Exercise text –
Results: There was no difference in related genitourinary adverse events between treatment arms compared to placebo. Dapivirine and maraviroc concentrations rose higher initially before falling more rapidly with the combination ring compared to relatively stable concentrations with the single drug rings. Dapivirine concentrations in CVF were 1 and 5 log10 greater than cervical tissue and plasma for both rings. Maraviroc was consistently detected only in CVF. Dapivirine and maraviroc CVF and dapivirine tissue concentrations dropped rapidly after ring removal. Cervical tissue showed a significant inverse linear relationship between HIV replication and dapivirine levels.
Conclusions: In this first study of a combination microbicide vaginal ring, all four rings were safe and well tolerated. Tissue dapivirine concentrations were 1,000 times greater than plasma concentrations and single drug rings had more stable pharmacokinetics. Dapivirine, but not maraviroc, demonstrated concentration-dependent inhibition of HIV-1 infection in cervical tissue. Since maraviroc concentrations were consistently detectable only in CVF and not in plasma, improved drug release of maraviroc rings is needed.
Compared to the early DPV plateau with the DPV ring, the early peak and gradual fall in concentration in the DPV/MVC ring and MVC ring indicates an inefficient drug delivery profile that results in excess drug exposure early (risking toxicity) and lower concentrations later (risking lack of efficacy).

Assignment 1 – Please copy the part of the vaginal ring study text that opens with the words containing "Conclusions: In this" and closes with "lack of efficacy).".
Assignment 2 – Carry on the vaginal ring study text from its final sentence.

Source material –
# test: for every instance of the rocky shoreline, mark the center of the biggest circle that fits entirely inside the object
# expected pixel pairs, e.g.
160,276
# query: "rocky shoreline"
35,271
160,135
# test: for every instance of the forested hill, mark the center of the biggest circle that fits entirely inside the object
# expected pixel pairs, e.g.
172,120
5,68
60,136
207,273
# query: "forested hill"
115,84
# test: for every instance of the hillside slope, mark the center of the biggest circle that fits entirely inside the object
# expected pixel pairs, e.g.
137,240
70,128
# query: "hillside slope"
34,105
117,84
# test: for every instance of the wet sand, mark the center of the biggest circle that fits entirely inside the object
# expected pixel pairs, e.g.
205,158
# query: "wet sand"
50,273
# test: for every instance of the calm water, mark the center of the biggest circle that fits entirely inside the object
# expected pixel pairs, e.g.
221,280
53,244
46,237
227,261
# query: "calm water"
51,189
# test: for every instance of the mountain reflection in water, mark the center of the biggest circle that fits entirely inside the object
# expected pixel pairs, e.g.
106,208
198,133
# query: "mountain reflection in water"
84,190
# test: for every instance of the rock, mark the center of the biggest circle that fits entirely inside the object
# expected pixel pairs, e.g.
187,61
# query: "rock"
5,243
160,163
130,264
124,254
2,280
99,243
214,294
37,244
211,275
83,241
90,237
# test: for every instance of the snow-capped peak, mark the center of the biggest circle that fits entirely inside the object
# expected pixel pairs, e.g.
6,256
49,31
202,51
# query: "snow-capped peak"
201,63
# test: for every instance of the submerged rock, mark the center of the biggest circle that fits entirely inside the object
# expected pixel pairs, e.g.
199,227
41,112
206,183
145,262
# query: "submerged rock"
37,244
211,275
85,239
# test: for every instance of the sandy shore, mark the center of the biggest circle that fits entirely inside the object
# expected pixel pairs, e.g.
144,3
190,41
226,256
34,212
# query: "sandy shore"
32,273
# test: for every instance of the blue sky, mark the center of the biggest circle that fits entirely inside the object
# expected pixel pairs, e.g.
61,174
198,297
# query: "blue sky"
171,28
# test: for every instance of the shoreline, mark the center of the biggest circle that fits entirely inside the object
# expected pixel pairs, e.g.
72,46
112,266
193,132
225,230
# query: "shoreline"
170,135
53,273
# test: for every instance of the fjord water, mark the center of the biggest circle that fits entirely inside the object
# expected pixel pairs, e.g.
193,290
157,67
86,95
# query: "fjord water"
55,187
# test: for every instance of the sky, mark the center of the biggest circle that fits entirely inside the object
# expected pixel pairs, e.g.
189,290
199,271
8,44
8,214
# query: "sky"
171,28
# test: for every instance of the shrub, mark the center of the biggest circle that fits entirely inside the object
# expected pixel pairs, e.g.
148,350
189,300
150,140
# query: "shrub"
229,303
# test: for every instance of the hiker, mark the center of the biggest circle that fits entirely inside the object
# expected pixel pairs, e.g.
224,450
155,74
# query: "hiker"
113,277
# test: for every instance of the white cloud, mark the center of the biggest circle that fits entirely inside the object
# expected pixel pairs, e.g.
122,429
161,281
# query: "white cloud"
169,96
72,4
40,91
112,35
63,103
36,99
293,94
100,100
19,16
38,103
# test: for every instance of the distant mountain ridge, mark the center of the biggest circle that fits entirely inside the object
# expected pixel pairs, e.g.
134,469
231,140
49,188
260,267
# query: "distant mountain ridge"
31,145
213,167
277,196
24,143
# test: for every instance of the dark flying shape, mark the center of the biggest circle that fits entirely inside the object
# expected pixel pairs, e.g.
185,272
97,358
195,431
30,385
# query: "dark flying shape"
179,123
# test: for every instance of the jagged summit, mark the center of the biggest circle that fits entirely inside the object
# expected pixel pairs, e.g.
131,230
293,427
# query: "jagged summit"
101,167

Exercise output 1 –
Conclusions: In this first study of a combination microbicide vaginal ring, all four rings were safe and well tolerated. Tissue dapivirine concentrations were 1,000 times greater than plasma concentrations and single drug rings had more stable pharmacokinetics. Dapivirine, but not maraviroc, demonstrated concentration-dependent inhibition of HIV-1 infection in cervical tissue. Since maraviroc concentrations were consistently detectable only in CVF and not in plasma, improved drug release of maraviroc rings is needed.
Compared to the early DPV plateau with the DPV ring, the early peak and gradual fall in concentration in the DPV/MVC ring and MVC ring indicates an inefficient drug delivery profile that results in excess drug exposure early (risking toxicity) and lower concentrations later (risking lack of efficacy).

Exercise output 2 –
In addition, MVC is a substrate of p-glycoprotein and has been shown to have much greater permeability in cell cultures in the basolateral to apical direction than in the opposite direction.34 Since p-glycoprotein is present in the female lower genital tract, there may be active transport of maraviroc out of tissue.35 This may at least partially explain why MVC was below LLOQ in all cervical tissue biopsies in DPV/MVC ring users, in which case the combination ring will need to be reformulated to release higher levels of MVC to overcome the efflux out of the tissue. Further research is needed to investigate the feasibility of maraviroc as a vaginal microbicide.
In summary, DPV, but not MVC, delivered by a vaginal ring for 28 days provided dose dependent inhibition of HIV infection ex vivo in cervical tissue. Vaginal rings were safe and well-tolerated across all treatment arms. These data suggest that delivery of NNRTIs via vaginal rings is a promising approach for HIV prevention. More work is needed to determine the appropriate scaling of ex vivo and clinical concentration targets (IC90), and to improve the release characteristics of ARVs from the combination and MVC ring.